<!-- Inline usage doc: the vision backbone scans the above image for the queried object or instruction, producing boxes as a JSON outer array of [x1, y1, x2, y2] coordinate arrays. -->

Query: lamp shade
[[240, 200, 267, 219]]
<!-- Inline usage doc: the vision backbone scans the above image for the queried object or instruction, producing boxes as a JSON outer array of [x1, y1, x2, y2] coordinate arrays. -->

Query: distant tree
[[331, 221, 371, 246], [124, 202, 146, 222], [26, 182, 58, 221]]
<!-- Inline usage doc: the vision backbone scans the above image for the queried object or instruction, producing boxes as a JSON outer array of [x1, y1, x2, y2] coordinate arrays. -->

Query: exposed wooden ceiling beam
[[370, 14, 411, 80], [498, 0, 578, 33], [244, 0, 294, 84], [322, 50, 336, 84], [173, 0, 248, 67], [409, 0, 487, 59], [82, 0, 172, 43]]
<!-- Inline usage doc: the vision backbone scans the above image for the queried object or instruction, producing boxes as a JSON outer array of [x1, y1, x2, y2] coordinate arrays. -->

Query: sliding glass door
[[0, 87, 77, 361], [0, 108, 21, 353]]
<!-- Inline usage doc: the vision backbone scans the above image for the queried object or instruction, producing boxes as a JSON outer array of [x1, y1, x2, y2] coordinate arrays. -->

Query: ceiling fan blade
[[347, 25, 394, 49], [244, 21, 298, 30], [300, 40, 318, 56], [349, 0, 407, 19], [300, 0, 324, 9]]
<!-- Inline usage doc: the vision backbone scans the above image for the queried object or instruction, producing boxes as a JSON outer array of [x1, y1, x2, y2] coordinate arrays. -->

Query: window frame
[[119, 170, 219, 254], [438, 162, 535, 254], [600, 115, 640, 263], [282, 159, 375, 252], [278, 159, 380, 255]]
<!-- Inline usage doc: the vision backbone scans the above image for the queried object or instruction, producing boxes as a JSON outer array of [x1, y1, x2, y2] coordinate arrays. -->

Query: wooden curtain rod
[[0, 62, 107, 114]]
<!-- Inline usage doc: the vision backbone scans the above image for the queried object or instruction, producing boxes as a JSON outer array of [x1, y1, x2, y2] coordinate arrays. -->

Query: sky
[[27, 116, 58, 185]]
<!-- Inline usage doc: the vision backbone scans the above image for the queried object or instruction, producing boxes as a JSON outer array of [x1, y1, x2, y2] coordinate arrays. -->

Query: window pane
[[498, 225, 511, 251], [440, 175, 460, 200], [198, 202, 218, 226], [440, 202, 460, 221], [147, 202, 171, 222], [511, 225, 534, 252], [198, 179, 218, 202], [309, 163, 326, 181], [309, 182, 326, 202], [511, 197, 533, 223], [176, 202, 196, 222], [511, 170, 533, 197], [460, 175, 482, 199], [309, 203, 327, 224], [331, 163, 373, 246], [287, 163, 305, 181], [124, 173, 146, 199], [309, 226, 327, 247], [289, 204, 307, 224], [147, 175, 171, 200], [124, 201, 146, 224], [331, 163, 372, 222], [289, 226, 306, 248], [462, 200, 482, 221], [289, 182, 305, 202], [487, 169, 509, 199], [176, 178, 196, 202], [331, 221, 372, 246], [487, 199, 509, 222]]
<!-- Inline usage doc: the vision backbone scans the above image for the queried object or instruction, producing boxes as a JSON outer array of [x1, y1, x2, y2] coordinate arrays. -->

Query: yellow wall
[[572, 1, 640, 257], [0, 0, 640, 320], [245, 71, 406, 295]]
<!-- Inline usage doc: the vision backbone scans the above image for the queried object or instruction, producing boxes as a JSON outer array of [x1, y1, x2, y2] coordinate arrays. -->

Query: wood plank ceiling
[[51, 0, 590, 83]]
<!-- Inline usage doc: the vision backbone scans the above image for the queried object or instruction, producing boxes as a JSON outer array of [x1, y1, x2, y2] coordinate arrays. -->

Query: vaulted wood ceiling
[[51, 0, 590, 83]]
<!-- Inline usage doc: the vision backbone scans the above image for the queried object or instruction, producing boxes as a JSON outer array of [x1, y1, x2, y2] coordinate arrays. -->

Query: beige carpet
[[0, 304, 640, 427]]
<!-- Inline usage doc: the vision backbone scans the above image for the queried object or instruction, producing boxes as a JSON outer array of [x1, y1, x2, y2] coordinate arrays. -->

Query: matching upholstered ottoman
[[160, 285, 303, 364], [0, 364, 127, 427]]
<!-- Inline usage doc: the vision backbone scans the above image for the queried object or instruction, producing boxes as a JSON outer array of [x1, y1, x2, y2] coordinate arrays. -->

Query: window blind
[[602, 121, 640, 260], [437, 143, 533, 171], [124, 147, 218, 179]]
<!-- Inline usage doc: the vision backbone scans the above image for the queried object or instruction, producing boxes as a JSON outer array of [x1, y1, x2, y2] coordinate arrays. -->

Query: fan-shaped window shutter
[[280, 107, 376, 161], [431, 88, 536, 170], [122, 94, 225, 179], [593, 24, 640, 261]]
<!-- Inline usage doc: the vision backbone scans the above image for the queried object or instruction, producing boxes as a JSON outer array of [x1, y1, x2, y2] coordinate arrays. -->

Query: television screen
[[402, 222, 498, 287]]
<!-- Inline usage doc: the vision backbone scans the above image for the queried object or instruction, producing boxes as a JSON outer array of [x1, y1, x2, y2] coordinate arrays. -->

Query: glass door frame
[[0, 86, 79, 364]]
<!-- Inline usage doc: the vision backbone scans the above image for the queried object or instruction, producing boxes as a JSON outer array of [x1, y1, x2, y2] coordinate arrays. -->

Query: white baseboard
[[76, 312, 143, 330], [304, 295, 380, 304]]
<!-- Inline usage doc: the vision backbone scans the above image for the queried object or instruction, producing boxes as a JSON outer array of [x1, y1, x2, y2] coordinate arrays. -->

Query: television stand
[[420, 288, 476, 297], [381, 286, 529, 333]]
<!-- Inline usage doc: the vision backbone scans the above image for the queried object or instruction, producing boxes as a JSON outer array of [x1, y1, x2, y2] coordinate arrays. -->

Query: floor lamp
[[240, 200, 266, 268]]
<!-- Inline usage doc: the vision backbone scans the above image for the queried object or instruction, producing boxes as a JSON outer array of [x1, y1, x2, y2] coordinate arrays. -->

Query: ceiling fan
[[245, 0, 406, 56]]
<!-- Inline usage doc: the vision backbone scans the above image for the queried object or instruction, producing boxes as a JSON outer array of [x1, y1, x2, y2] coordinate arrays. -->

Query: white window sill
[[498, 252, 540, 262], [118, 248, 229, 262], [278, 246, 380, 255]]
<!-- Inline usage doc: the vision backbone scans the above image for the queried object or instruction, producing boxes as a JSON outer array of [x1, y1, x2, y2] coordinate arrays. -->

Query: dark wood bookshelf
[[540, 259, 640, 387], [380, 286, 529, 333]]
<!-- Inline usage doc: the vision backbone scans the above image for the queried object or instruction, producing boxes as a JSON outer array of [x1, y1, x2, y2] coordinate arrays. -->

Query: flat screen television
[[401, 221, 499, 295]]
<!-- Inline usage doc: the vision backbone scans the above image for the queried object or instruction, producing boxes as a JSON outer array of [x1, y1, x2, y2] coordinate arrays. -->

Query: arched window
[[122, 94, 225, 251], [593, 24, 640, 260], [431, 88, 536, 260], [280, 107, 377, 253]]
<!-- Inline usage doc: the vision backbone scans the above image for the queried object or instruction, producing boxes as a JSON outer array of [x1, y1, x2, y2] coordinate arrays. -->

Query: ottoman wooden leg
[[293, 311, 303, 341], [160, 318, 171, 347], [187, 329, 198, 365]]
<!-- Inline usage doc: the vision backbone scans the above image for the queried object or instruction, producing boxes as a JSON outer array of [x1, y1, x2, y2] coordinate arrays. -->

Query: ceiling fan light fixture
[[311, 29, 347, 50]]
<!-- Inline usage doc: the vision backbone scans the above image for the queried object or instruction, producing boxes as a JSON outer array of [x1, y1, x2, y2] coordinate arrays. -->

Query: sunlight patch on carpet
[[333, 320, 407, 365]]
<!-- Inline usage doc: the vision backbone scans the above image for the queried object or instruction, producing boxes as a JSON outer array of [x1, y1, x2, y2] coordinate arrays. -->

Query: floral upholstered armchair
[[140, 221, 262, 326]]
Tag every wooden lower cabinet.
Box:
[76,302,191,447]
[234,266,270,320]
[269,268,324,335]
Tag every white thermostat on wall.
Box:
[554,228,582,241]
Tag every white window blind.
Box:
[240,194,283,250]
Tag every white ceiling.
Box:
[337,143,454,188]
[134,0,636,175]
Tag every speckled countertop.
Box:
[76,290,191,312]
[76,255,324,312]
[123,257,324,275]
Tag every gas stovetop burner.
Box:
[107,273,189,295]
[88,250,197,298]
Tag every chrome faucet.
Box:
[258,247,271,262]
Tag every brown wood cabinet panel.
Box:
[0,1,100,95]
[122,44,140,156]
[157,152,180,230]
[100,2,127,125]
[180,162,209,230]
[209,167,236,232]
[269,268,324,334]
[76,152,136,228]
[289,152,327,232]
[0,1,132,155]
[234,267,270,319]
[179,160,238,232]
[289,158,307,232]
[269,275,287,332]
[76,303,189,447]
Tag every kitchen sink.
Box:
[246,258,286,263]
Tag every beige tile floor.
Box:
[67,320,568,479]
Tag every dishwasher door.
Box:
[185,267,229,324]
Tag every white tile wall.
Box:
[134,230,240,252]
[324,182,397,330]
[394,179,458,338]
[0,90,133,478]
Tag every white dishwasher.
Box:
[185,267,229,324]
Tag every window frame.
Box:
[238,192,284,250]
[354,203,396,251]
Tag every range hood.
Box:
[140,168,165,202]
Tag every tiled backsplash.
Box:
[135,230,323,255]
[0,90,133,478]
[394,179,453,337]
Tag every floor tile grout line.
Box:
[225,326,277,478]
========================================
_Written request_.
As a JSON list of strings, lay out every line from the start of the records up to and including the line containing "159, 380, 255]]", one string per line, leaving out blank lines.

_Full output_.
[
  "<!-- Inline usage doc: the vision backbone scans the above image for the queried object or instruction, producing boxes as a JSON outer array of [x1, y1, x2, y2] coordinate arrays. -->",
  "Query: lamp shade",
  "[[240, 200, 267, 219]]",
  "<!-- Inline usage doc: the vision backbone scans the above image for the queried object or instruction, producing boxes as a JSON outer array of [x1, y1, x2, y2] coordinate arrays. -->",
  "Query: distant tree",
  "[[331, 221, 371, 246], [124, 202, 146, 222], [26, 182, 58, 221]]",
  "<!-- Inline usage doc: the vision backbone scans the above image for the queried object or instruction, producing boxes as a JSON outer array of [x1, y1, x2, y2] coordinate arrays. -->",
  "Query: exposed wooden ceiling beam",
  "[[370, 14, 411, 80], [498, 0, 578, 33], [244, 0, 294, 84], [322, 50, 336, 84], [173, 0, 248, 67], [409, 0, 487, 59], [82, 0, 172, 43]]",
  "<!-- Inline usage doc: the vision backbone scans the above image for the queried object or instruction, producing boxes as a JSON outer array of [x1, y1, x2, y2] coordinate arrays. -->",
  "Query: sliding glass door",
  "[[0, 87, 77, 361], [0, 108, 21, 353]]",
  "<!-- Inline usage doc: the vision backbone scans the above image for the queried object or instruction, producing boxes as a JSON outer array of [x1, y1, x2, y2] coordinate arrays. -->",
  "Query: ceiling fan blade",
  "[[347, 25, 394, 49], [244, 21, 298, 30], [300, 40, 318, 56], [349, 0, 407, 19], [300, 0, 324, 9]]",
  "<!-- Inline usage doc: the vision backbone scans the above image for the queried object or instruction, producing boxes as a JSON outer array of [x1, y1, x2, y2] coordinate arrays. -->",
  "Query: window frame",
  "[[119, 170, 219, 254], [438, 162, 535, 254], [600, 115, 640, 263], [282, 159, 375, 252], [278, 159, 380, 255]]"
]